Information:
..............................

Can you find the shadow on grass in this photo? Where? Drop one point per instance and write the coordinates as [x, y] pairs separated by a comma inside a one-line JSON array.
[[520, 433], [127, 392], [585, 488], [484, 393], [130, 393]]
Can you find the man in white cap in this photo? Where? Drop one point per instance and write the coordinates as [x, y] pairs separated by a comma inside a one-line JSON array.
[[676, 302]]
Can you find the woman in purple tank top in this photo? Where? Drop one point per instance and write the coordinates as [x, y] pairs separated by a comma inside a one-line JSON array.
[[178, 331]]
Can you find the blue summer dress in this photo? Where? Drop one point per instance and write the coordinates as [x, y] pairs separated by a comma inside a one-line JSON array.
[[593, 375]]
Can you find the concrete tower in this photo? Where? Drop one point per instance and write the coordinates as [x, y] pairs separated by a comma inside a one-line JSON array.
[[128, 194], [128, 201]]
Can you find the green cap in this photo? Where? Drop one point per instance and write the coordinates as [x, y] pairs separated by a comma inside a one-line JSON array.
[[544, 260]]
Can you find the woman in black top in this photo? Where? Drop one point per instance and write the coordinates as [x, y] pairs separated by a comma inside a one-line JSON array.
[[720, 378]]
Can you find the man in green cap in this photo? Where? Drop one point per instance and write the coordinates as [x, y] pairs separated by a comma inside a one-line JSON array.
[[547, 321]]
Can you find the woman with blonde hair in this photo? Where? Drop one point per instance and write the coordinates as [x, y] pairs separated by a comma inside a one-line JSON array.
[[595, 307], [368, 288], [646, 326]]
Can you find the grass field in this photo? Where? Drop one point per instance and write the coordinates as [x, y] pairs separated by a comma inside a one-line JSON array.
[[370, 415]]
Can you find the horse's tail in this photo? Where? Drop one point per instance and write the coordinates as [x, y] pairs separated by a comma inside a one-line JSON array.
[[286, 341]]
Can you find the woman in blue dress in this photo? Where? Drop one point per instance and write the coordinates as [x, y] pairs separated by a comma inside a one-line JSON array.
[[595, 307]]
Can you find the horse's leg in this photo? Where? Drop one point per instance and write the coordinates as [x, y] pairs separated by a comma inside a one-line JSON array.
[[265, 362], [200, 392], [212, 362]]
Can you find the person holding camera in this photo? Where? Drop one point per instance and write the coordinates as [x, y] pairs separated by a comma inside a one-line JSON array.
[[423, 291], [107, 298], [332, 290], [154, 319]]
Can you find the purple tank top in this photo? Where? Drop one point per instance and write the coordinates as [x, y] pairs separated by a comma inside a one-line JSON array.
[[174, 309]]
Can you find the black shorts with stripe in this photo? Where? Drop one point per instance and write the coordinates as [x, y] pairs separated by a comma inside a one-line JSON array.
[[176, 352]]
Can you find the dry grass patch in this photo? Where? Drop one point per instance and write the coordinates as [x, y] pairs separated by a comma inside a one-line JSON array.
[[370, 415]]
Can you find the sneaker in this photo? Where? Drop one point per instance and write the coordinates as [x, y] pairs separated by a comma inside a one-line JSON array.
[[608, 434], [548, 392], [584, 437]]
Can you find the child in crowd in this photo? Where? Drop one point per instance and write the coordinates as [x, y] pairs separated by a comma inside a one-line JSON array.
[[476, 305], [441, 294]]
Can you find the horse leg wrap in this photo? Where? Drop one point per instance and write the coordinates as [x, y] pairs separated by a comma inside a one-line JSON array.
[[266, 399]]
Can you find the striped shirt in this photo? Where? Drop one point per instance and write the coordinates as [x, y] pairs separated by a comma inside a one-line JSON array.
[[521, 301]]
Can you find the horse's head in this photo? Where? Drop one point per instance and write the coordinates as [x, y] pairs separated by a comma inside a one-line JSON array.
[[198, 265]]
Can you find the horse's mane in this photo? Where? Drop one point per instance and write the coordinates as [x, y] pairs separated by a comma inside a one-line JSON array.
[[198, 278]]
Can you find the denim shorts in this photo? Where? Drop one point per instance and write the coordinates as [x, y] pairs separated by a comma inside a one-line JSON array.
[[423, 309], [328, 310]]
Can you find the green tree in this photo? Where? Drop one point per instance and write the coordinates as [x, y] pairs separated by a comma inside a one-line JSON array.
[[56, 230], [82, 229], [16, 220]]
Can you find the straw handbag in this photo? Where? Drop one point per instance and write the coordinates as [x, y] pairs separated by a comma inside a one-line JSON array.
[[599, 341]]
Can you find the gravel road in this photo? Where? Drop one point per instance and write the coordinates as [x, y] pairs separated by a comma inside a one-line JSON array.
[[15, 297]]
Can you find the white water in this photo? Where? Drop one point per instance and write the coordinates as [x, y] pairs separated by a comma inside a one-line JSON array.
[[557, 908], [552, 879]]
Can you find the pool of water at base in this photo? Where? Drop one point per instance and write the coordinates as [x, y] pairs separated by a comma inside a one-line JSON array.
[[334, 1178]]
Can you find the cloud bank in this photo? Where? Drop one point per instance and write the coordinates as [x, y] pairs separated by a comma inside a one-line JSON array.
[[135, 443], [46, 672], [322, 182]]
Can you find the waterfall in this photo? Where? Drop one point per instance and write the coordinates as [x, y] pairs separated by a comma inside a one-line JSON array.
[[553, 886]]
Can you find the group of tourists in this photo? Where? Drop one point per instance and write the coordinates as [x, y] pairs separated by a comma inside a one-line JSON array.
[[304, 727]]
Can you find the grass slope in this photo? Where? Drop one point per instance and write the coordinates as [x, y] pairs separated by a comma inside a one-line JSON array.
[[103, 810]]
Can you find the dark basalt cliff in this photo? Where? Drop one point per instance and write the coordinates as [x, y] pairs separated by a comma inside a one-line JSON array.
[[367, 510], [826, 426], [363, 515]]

..............................

All of the material is to be copied word for word.

Your response:
Can you find the shadow on grass in this photo? Where? Drop one point per instance and write the coordinates as [x, y] pairs separated by a comma inside a one-line JSON array.
[[520, 433], [127, 392], [585, 488], [484, 393], [130, 393]]
Can you find the man in white cap in this photo? Where? Drop one point per instance and write the coordinates as [x, y] pairs separated by a comma inside a one-line JSON array.
[[676, 302]]
Can you find the woman in purple tank top in this photo? Where? Drop one point per instance and write the coordinates as [x, y] pairs separated by a comma inside a one-line JSON array.
[[178, 331]]
Can you find the blue summer dress in this photo? Where? Drop one point per instance and write the coordinates as [x, y] pairs separated by a comma inside a one-line JSON array.
[[593, 375]]
Can you find the concrete tower in this photo? Where? Drop one point per instance and write the coordinates as [x, y] pairs separated by a comma inside a one-line JSON array.
[[128, 194], [128, 201]]
Can you find the green cap in this photo? Where? Drop one point per instance and write the coordinates as [x, y] pairs separated by a comma inside a one-line JSON array.
[[544, 260]]
Can you find the woman in black top in this photo? Where? Drop one point per instance and write the coordinates as [x, y] pairs separated by a comma inside a one-line JSON array.
[[720, 378]]
Can you find the man in green cap in this photo? Where? Drop one point per instance and write the coordinates as [x, y] pairs separated by a comma inside a one-line JSON array.
[[547, 321]]
Can you find the woman with blonde hair in this photo? Where? Drop one point per instance and write the coordinates as [x, y] pairs separated by a comma inside a one-line JSON array.
[[595, 307], [368, 288], [646, 326]]
Can you find the grass field in this photo? Where? Drop one point per instance and write the coordinates as [x, y] pairs separated by a comma inside a one-line JSON array.
[[370, 415]]
Can you find the horse's tail in this photo? Where? Drop one point per instance and write the coordinates as [x, y] pairs separated by a comma inside a one-line JSON array.
[[286, 341]]
Can you find the woman in blue dress in this photo? Where? Drop one point per instance and write the coordinates as [x, y] pairs separated by a comma inside a one-line JSON array.
[[595, 307]]
Can you find the horse's leg in this photo? Where? Drop one point per instance and write the coordinates as [x, y] pairs separated by a comma inside a one-line JSON array.
[[265, 362], [200, 392], [212, 362]]
Can you find the person holding camera in this photo? Where? Drop one point per instance and write the coordinates as [x, y] pairs separated by a comma inside a one-line JSON array.
[[423, 291], [107, 298], [332, 290], [154, 319]]
Can you find the purple tank top in this photo? Where? Drop one point per instance and write the coordinates as [x, y] pairs separated by a comma inside a one-line JSON array.
[[174, 309]]
Can you find the black shorts with stripe in this photo? Where? Drop one point per instance and write the coordinates as [x, y] pairs separated by a comma inside a one-line JSON array.
[[176, 352]]
Can you find the dry grass patch in this photo? Where? Drop one point per instance and write the coordinates as [x, y] pairs separated by a comma inside a one-line JSON array.
[[370, 415]]
Can you find the sneaker in this photo? Where? Drop one point per instance and write the coordinates as [x, y] pairs separated by a comma inside a one-line JSON array.
[[608, 434], [548, 392], [584, 437]]
Can you find the child in crowd in this photo? Where? Drop one point per instance and write the coordinates as [x, y] pairs separated by a comma inside a one-line JSON array.
[[476, 305], [441, 294]]
Can you find the horse leg wrap in this photo? Where? Drop one point per instance and write the coordinates as [x, y] pairs separated by a comma inside a one-line JSON array.
[[266, 399]]
Can you find the striped shirt in this photo? Where? Drop one point per instance and write the coordinates as [x, y] pairs separated by a comma inside a one-line JSON array.
[[521, 301]]
Can you find the horse's head in this photo? Where? Drop one point per instance and write the coordinates as [x, y] pairs separated by a comma inside a one-line JSON array.
[[198, 265]]
Can you find the horse's mane in this photo? Where? Drop one point per instance and write the coordinates as [x, y] pairs separated by a comma inside a one-line JSON array.
[[198, 278]]
Can you find the denim shorts in this photo? Where? Drop one point per instance and write the coordinates as [x, y] pairs separated by a comma inside a one-line JSON array.
[[423, 309], [328, 310]]
Can you find the green tree in this photo? Where? Drop one point per instance and write the coordinates as [x, y] pairs separated by a comma inside a one-line JSON array.
[[56, 230], [82, 229], [16, 220]]
Can you find the straw handbag in this photo? Where? Drop one point per instance and write the coordinates as [x, y] pairs separated by a comma inside a one-line JSON array.
[[599, 341]]
Can you find the gravel road in this photo? Where? Drop one point per instance and write the coordinates as [x, y] pairs separated by a comma inside a one-line JSON array.
[[15, 297]]
Can you find the white water in this photo? Where? Drop one point per instance and write the coordinates as [x, y] pairs separated by a comma inside a one-line JSON array.
[[557, 908], [552, 879]]
Can you find the pool of water at base in this photo? Where? Drop one point per instance and write the coordinates as [x, y] pairs separated by a comma inside a one-line JSON array.
[[334, 1178]]
Can you find the cloud bank in this photo? Where? Drop one point per instance and write the coordinates as [x, y] pairs separated by a comma inside a one-line JSON array.
[[135, 443], [46, 672], [322, 182]]
Can you find the waterfall in this photo? Where? Drop one point per instance and write the coordinates as [x, y] pairs separated by a comma inside a one-line JSON array.
[[553, 886]]
Can you find the group of tourists in this photo? Where? Drop one point per instance and write the coordinates as [x, y] pairs separated by a comma inside a one-line JSON array.
[[304, 727]]
Can you find the grass slope in this photo? Where? Drop one point per instance and write the coordinates as [x, y] pairs separated by a comma inside a one-line JSON array.
[[103, 810]]
Can you find the dark basalt cliff in this photo? Where? Drop one point per instance and write the coordinates as [x, y] pairs separated by a comma inside a one-line JSON array.
[[367, 510], [826, 426], [363, 515]]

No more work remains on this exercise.